* WHAT THIS TASK INVOLVES *
Write out, word for word, only the lines from the one containing "Question. Put a marker on each instance of the flower bud" through the final line of the data.

— start —

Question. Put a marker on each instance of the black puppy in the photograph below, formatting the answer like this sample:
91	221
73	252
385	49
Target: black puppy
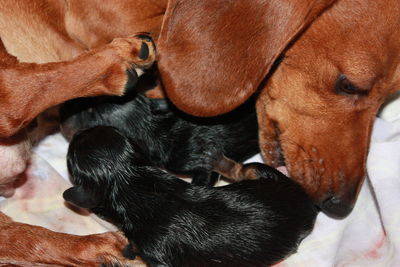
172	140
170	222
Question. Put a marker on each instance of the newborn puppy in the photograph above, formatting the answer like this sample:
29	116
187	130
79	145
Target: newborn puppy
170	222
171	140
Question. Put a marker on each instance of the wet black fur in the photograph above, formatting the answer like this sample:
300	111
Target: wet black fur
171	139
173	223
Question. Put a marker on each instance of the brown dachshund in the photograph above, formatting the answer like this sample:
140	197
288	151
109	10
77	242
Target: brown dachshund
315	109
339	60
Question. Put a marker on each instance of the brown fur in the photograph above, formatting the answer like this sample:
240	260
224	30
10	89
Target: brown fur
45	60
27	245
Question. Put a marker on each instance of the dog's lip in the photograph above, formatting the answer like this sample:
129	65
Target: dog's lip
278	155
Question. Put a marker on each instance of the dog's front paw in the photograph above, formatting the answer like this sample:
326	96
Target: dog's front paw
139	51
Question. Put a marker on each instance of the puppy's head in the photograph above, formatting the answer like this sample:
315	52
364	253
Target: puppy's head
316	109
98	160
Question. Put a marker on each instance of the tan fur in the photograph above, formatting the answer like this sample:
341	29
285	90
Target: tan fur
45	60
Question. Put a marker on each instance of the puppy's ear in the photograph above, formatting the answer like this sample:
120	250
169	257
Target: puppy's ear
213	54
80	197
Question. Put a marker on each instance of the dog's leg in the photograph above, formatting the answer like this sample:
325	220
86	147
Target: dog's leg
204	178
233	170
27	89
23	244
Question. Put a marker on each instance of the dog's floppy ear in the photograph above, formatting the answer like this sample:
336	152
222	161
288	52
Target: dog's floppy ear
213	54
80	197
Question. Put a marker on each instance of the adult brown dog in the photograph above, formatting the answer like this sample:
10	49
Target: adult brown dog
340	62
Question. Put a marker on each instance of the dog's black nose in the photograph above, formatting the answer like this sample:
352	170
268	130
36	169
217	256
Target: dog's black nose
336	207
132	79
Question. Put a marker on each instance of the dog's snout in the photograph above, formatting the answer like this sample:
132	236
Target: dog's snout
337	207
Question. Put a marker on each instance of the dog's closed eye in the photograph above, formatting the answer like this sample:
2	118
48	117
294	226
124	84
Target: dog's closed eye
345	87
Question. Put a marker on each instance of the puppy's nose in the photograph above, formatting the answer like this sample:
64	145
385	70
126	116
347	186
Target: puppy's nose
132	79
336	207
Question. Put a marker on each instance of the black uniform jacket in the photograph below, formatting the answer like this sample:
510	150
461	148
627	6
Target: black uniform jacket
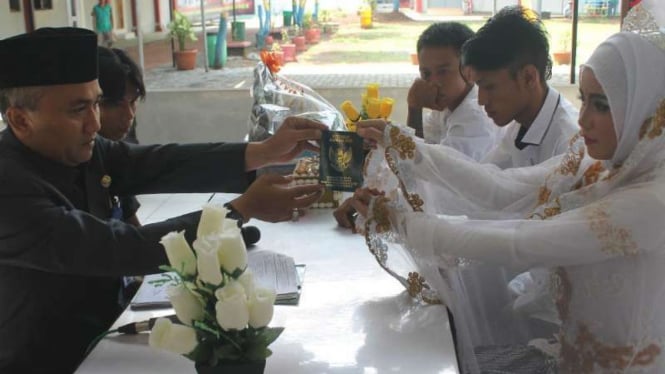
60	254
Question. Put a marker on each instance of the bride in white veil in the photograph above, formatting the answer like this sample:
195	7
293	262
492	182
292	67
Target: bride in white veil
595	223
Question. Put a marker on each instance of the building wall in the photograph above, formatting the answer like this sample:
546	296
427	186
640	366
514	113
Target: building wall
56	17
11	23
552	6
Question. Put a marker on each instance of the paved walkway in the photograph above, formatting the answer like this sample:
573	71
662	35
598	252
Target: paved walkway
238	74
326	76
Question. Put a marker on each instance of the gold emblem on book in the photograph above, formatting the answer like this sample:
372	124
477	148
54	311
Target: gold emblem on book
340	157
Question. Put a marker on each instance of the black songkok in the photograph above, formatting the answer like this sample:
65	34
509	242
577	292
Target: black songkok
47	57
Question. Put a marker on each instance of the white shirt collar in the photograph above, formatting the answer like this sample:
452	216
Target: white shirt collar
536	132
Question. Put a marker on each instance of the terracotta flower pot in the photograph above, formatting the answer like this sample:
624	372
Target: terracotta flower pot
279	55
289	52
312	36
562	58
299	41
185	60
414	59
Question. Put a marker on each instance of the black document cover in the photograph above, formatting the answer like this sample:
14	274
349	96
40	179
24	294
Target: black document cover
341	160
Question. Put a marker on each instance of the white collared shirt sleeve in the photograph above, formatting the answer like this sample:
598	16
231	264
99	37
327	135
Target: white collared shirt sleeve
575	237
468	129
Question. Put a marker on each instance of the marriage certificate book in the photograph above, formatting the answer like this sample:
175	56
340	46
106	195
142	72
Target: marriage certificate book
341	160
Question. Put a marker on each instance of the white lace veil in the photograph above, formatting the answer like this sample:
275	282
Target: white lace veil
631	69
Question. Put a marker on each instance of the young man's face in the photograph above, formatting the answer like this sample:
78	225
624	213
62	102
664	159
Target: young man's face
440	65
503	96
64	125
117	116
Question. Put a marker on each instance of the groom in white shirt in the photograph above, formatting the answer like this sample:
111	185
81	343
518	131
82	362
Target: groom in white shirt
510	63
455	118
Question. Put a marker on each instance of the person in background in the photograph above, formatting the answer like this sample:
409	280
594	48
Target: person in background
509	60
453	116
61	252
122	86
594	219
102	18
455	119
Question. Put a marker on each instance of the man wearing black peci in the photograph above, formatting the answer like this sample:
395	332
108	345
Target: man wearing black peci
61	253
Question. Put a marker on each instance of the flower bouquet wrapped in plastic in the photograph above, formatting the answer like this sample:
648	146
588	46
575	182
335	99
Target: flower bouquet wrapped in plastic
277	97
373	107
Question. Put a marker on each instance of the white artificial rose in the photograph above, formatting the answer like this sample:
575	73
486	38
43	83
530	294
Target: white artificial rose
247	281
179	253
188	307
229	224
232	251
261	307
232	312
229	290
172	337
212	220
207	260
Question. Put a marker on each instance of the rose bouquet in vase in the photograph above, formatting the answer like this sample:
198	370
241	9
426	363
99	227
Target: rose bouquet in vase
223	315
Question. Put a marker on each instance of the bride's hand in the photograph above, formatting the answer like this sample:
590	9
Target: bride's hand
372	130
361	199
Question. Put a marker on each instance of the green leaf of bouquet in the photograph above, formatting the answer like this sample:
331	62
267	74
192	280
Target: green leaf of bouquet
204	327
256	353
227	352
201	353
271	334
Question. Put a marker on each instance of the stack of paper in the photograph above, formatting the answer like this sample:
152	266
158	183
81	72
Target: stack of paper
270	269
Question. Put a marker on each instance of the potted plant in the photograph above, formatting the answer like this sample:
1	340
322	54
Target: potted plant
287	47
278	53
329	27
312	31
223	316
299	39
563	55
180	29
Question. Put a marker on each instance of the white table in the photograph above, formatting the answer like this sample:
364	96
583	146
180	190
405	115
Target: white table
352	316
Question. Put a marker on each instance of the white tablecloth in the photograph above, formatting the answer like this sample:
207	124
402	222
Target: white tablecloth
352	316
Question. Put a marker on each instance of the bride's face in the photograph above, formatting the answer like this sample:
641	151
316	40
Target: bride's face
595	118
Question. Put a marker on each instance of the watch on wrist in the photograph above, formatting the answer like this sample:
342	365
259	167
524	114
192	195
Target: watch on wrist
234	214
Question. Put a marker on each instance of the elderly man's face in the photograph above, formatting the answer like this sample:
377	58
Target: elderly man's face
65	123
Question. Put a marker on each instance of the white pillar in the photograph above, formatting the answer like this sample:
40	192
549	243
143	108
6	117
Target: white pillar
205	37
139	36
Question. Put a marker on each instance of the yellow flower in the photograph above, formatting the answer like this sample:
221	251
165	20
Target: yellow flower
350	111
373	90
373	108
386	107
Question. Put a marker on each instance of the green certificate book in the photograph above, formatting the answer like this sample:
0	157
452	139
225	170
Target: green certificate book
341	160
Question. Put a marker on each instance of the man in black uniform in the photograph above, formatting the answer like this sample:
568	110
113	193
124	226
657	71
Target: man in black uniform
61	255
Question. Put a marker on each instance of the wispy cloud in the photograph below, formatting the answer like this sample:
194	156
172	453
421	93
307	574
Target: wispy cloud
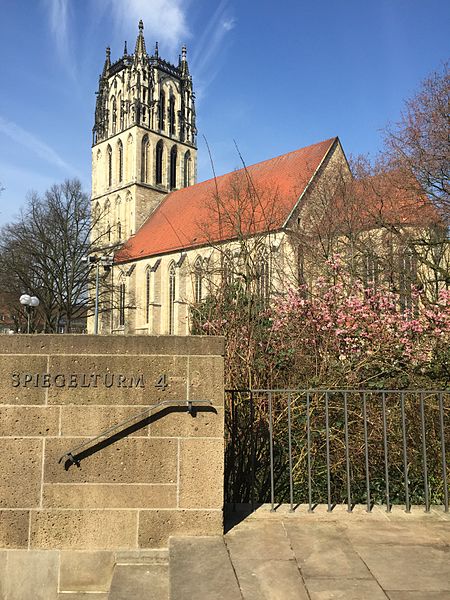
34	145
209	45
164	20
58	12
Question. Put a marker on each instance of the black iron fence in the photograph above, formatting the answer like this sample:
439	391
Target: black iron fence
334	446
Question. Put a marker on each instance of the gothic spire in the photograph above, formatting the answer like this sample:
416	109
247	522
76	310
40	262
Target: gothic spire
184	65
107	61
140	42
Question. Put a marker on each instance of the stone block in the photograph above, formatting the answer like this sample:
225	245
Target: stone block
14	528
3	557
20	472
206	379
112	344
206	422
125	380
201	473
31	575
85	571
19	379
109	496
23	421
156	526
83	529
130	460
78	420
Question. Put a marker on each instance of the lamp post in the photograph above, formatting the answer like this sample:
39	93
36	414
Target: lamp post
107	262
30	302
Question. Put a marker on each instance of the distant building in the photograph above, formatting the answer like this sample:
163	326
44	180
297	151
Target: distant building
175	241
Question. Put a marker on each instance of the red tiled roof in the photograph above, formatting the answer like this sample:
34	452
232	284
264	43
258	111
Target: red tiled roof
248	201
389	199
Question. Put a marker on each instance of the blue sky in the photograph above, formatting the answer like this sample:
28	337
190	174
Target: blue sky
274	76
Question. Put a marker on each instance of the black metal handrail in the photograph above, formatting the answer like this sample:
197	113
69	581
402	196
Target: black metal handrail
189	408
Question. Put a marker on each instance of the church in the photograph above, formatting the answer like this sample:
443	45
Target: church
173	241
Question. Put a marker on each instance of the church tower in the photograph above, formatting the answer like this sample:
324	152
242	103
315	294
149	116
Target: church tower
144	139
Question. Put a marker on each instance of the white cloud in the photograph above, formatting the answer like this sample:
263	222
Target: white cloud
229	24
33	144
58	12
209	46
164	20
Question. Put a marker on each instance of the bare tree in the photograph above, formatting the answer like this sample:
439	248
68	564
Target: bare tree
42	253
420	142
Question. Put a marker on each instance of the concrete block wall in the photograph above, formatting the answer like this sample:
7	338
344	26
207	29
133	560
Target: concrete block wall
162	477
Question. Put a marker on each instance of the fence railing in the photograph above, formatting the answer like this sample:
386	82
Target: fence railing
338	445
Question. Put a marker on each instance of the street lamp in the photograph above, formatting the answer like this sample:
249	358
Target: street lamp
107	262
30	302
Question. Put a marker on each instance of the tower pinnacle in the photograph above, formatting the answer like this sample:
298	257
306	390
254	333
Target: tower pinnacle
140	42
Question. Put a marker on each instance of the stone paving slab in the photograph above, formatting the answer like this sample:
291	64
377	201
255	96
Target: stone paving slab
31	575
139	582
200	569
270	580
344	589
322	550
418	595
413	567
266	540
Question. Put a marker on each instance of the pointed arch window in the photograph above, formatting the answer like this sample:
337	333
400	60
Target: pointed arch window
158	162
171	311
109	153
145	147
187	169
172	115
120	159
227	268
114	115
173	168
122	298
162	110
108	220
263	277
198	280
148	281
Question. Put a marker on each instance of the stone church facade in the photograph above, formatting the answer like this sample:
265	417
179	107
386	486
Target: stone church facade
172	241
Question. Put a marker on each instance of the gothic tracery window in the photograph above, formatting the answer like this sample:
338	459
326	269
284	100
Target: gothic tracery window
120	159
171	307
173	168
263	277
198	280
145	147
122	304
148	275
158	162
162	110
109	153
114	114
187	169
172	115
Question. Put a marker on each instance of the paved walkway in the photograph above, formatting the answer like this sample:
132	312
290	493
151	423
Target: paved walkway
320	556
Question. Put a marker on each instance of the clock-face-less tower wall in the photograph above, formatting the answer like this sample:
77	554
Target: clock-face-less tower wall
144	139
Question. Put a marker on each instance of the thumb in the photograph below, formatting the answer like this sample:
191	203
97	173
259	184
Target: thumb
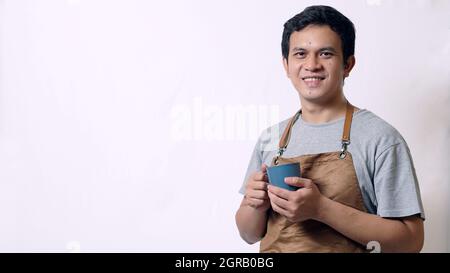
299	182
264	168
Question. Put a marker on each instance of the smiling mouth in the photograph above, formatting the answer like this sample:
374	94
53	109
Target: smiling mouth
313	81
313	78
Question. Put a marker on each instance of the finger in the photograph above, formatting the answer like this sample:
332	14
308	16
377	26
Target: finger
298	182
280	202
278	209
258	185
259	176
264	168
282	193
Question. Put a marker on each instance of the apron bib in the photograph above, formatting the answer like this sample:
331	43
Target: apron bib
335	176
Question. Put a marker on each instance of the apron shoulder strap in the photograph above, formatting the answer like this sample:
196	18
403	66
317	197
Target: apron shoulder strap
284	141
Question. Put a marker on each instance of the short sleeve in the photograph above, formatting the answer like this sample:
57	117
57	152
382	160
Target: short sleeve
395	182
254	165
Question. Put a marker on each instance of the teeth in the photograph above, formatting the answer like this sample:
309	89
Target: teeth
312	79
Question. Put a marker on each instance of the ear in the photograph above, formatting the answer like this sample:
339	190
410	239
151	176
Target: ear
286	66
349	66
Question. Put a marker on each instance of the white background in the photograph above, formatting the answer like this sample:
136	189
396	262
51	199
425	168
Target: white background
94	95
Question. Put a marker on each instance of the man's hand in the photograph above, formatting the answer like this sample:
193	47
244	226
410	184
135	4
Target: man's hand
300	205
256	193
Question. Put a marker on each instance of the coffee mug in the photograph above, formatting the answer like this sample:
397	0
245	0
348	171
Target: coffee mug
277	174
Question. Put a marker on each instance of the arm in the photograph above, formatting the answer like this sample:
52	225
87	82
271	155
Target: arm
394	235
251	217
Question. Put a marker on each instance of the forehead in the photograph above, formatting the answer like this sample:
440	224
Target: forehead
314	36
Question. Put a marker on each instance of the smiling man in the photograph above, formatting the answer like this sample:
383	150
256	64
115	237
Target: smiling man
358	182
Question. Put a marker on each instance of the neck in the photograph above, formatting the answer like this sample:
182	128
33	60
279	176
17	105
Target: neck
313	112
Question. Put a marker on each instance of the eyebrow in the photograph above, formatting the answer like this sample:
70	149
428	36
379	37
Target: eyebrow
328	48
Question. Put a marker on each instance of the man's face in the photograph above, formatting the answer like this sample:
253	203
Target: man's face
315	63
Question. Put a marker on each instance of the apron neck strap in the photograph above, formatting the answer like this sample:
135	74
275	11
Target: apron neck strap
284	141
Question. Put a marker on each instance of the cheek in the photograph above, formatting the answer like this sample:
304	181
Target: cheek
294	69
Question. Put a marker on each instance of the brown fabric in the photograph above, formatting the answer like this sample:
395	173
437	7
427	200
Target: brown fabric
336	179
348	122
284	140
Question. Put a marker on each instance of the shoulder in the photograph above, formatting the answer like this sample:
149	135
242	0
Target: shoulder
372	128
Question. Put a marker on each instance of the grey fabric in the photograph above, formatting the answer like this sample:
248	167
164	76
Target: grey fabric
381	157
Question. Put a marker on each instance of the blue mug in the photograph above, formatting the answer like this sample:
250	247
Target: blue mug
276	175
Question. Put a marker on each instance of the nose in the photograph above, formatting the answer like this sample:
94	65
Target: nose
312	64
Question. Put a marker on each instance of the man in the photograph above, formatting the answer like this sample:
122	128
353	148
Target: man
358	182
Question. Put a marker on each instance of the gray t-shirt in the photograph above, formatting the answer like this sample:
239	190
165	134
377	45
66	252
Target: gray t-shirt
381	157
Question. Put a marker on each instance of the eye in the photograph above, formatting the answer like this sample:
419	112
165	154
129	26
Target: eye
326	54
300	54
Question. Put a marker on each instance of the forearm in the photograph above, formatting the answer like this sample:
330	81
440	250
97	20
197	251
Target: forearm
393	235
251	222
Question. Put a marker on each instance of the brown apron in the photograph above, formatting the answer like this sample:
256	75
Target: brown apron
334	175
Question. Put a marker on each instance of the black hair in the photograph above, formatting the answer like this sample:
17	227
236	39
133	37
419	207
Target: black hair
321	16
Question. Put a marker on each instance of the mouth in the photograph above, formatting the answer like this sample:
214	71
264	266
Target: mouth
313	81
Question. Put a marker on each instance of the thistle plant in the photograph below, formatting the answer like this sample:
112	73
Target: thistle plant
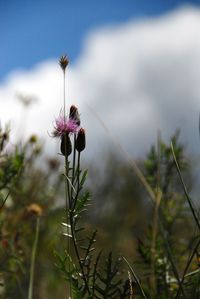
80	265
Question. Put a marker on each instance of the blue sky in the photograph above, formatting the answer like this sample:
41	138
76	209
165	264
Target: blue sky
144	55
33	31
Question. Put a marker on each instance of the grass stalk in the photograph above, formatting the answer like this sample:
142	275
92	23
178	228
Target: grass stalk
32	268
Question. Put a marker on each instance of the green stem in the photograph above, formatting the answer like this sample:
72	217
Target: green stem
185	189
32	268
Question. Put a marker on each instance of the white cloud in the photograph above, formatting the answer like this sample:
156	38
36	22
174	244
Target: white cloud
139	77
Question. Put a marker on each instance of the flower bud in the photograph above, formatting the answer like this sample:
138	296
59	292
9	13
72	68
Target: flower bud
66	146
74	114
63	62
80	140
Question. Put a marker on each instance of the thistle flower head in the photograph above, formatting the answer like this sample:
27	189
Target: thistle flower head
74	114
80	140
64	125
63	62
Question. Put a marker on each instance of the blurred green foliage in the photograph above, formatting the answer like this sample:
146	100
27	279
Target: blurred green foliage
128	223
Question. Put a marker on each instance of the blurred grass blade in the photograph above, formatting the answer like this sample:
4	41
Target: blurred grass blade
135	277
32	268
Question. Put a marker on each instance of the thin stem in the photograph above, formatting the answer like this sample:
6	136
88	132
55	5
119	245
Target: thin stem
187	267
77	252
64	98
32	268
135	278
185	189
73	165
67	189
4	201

— end —

* WORKED ANSWER *
Question. Put a marker on each instance of the flower bud in the photograph above, formatting the answer like this sample:
138	296
59	292
9	13
72	68
Target: flower bud
66	146
74	114
63	62
80	140
Question. Put a marker on each instance of the thistle flower head in the photograph above, formatting the answer like this sample:
27	189
Target: thistle flower head
74	114
80	140
64	125
63	62
Question. Put a marker on each instance of the blurred green foliage in the photograph above, formatting the answer like this sample:
146	100
27	279
Target: blurred green foliage
128	223
Question. Put a marker on each instance of the blurred grass blade in the photograph above, formatting the answer like this sample:
4	41
Target: blurred grass blade
135	277
32	268
Question. Put a marker on each instance of the thin stem in the photograph above, formatting the answer like this sample:
6	136
88	132
55	5
119	245
Target: thin stem
187	267
77	252
64	98
32	268
135	278
185	189
73	165
67	189
4	201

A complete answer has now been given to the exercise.